* _WORK TO BE COMPLETED_
Copy the listing below word for word, keeping every line as it appears.
==== TASK DATA
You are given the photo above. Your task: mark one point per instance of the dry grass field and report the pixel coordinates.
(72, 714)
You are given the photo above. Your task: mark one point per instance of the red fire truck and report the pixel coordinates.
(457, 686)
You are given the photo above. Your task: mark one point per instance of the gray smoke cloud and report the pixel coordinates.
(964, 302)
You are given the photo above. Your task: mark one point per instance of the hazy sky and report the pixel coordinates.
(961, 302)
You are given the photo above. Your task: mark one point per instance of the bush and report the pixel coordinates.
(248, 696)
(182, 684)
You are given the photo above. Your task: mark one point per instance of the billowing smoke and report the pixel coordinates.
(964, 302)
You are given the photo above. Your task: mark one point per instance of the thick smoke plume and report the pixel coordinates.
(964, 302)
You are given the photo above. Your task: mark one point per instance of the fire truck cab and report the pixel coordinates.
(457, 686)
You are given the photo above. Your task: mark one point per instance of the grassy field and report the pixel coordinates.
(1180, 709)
========
* _ANSWER TO THE PROBLEM_
You are given the photo above. Your task: mark one point per instance of the dry grass field and report the pixel coordinates.
(72, 714)
You are given the photo above. Your task: mark one point per instance of the red fire truck and report the pixel coordinates.
(457, 686)
You are given the photo above. Your task: mark one point per instance of the gray smoke cloud and report the pixel coordinates.
(964, 302)
You are given the photo above. Your task: mark one point per instance of the hazy sky and report the pixel coordinates.
(961, 302)
You are given the photo above. Your task: mark one point per instance of the bush and report the pixel coordinates.
(248, 696)
(182, 684)
You are given the photo above. Your task: mark one point per instance of the billowing smoke and report the pixel coordinates.
(964, 302)
You are given the photo above. Your task: mark one point per instance of the thick smoke plume and report the pixel coordinates.
(964, 302)
You are given the photo above. Your task: mark one point per instance of the fire truck cab and report the pixel coordinates.
(457, 686)
You are given the photo above. Your task: mark one point per instance of the grassy field and report the pixel coordinates.
(1180, 709)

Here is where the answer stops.